- **INFORMATION PROVIDED**:
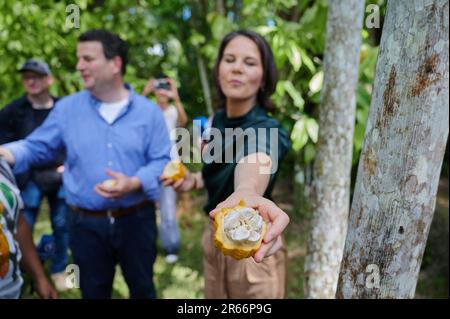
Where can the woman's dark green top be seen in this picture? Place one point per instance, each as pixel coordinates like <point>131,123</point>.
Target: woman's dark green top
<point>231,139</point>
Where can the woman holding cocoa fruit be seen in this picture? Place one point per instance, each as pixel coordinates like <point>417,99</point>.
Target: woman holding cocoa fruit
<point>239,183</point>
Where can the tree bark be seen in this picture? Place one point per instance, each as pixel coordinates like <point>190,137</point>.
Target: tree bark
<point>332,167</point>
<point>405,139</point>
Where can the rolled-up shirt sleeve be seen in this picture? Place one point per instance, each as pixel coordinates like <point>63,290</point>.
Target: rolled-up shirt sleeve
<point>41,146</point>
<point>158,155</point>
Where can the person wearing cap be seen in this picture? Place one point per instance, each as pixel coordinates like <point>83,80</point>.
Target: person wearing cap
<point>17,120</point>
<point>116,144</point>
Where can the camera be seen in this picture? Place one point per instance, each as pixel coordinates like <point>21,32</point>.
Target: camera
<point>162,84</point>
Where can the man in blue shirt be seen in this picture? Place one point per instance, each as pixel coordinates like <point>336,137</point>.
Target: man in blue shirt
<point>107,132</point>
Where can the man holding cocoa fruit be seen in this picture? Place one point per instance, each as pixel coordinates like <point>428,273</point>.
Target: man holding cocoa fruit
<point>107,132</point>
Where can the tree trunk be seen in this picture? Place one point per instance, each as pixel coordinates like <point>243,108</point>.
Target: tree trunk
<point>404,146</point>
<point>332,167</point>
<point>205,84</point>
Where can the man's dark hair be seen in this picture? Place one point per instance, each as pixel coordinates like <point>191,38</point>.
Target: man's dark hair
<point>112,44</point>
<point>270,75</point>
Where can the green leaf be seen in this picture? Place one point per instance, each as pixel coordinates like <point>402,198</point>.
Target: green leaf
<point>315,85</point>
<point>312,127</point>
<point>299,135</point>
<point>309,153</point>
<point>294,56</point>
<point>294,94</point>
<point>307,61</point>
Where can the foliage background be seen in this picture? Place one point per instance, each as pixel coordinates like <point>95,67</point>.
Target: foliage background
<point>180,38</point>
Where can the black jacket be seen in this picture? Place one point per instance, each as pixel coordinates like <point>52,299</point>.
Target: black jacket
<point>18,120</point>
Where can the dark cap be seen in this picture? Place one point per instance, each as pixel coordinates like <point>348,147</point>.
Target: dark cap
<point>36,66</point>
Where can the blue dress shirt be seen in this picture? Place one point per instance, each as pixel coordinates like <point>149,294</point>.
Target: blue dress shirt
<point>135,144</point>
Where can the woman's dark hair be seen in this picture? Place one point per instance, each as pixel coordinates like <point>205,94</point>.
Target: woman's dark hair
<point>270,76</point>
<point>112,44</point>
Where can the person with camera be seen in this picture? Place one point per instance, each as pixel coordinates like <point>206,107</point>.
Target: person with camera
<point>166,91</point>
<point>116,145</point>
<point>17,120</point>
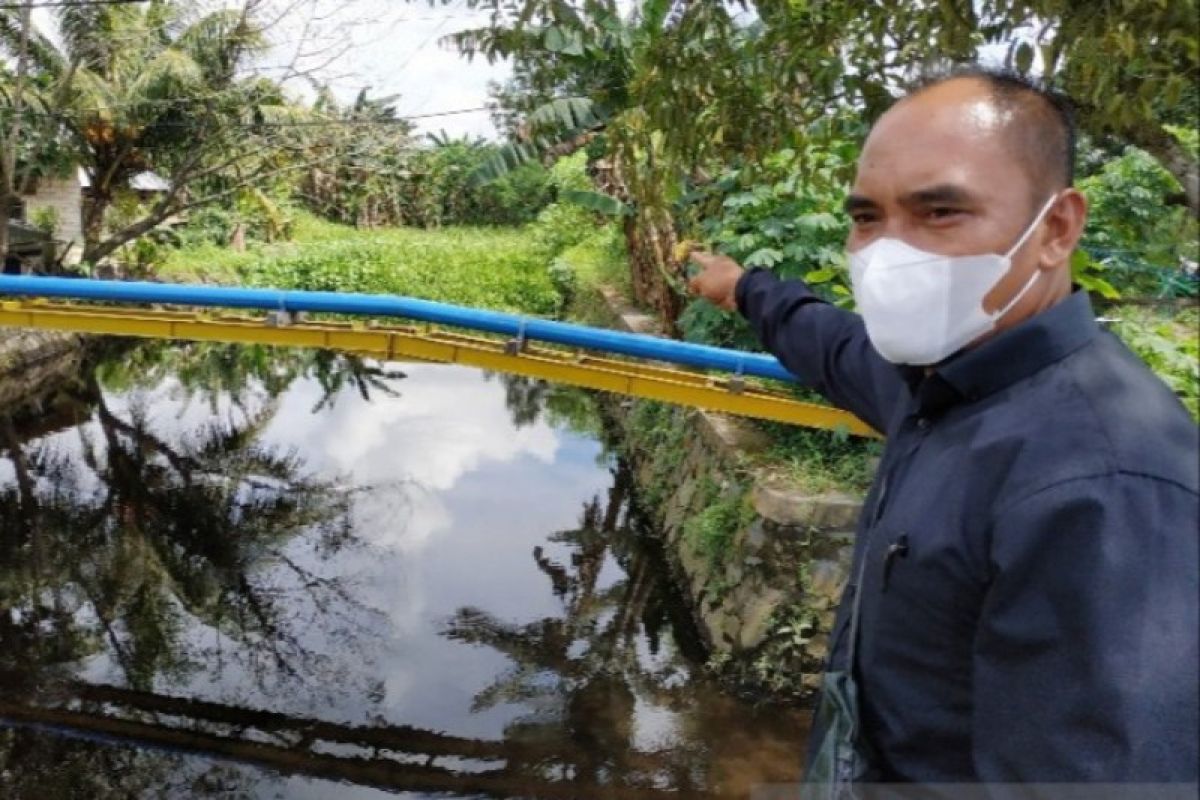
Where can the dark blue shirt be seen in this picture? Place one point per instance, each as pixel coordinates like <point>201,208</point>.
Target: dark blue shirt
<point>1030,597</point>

---

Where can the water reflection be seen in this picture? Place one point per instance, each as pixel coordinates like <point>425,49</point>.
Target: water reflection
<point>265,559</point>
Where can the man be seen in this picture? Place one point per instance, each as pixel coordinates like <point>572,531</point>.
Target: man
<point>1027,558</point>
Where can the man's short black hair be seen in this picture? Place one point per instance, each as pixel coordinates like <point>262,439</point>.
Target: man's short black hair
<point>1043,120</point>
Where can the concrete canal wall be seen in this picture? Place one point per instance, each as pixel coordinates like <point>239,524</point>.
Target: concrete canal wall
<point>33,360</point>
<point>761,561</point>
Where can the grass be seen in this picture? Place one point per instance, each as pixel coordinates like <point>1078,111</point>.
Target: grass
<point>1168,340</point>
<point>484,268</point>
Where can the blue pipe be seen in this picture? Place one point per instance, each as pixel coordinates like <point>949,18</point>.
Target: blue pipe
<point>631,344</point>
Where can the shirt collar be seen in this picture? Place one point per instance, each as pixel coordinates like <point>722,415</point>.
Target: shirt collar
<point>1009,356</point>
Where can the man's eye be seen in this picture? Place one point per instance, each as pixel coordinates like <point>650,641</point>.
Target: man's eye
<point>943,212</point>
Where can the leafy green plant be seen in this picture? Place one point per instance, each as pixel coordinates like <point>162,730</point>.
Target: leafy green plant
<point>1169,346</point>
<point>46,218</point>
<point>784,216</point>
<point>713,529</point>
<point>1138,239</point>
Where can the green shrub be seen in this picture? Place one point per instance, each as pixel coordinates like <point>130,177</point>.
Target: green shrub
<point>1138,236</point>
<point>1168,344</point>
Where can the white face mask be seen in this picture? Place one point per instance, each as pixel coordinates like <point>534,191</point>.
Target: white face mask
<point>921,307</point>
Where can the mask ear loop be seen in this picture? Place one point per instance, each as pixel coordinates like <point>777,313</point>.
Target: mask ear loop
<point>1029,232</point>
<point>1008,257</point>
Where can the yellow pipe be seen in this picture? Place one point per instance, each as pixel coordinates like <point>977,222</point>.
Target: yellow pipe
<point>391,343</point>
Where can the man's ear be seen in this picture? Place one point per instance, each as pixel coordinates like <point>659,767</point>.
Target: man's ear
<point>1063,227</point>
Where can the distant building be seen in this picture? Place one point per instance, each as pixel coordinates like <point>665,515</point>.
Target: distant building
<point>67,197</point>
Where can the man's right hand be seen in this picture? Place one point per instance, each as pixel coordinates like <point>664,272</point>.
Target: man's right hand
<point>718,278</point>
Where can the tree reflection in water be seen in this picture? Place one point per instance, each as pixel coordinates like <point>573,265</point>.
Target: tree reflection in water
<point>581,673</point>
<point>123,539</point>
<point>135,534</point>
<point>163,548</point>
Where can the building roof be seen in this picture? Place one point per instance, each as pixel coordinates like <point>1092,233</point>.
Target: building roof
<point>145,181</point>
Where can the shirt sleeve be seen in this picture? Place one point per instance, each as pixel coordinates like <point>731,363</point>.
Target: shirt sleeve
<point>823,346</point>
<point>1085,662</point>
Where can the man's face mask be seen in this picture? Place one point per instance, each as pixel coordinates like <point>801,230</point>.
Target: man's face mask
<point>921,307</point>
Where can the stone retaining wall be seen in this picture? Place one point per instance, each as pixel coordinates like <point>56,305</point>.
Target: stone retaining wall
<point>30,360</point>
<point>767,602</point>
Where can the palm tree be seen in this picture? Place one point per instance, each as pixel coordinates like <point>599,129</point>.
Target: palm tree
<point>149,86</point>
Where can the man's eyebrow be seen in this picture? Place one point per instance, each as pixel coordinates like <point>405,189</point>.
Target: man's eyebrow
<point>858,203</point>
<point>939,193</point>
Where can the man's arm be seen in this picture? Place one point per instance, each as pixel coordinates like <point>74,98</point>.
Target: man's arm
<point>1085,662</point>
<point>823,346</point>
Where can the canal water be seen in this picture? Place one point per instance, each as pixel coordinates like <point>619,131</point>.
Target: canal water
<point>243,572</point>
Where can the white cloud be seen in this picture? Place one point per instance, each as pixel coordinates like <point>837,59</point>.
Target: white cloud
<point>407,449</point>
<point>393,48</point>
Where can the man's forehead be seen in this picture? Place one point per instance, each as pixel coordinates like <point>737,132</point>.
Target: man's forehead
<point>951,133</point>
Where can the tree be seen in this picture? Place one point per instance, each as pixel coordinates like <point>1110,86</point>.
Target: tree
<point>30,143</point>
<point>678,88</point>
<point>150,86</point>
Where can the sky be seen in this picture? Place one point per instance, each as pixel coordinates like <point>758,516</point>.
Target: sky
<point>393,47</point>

- **REQUIREMENTS**: Convert the lines between the line holding "Where can the rolled-up" and the line holding "<point>205,84</point>", inclusive, into a JSON list of strings with one string per line, leaving out blank lines.

- **WRITTEN SOLUTION**:
[
  "Where can the rolled-up shirt sleeve be seen in this picture? Place one point per instance, each as pixel coordinates like <point>63,290</point>.",
  "Target: rolled-up shirt sleeve",
  "<point>41,146</point>",
  "<point>158,155</point>",
  "Where can the person wearing cap be seen in this picture? Place one point per instance, each as pixel coordinates like <point>83,80</point>.",
  "Target: person wearing cap",
  "<point>17,120</point>",
  "<point>116,144</point>",
  "Where can the camera be seen in this picture? Place one point per instance, each as pixel coordinates like <point>21,32</point>.",
  "Target: camera",
  "<point>162,84</point>",
  "Where can the man in blue shirt be seen in this picture? Place one point per instance, each as pixel coordinates like <point>336,137</point>.",
  "Target: man in blue shirt",
  "<point>107,132</point>",
  "Where can the man holding cocoa fruit be seen in this picture? Place one point per instance, each as pixel coordinates like <point>428,273</point>.",
  "Target: man holding cocoa fruit",
  "<point>107,132</point>",
  "Where can the tree trunk be seen in this picture? Place one point per instance, each as pixel coordinates like <point>243,108</point>.",
  "Target: tree trunk",
  "<point>404,146</point>",
  "<point>332,167</point>",
  "<point>205,84</point>"
]